_Instructions to follow:_
From the line that contains "SELECT bounding_box FROM" to the end of the records below, copy every line exactly. Both the first and last of these lines count.

(Recorded data)
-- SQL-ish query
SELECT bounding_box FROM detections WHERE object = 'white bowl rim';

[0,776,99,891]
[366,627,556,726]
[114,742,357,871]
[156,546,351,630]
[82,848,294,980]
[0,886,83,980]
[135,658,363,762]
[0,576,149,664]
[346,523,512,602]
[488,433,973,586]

_Answer box:_
SELECT bounding_box FROM detections WHERE object = 'white bowl rim';

[0,776,99,891]
[366,627,556,726]
[114,742,357,871]
[156,546,351,630]
[82,848,294,980]
[0,886,83,980]
[135,658,363,762]
[0,576,149,664]
[346,523,512,602]
[488,433,973,586]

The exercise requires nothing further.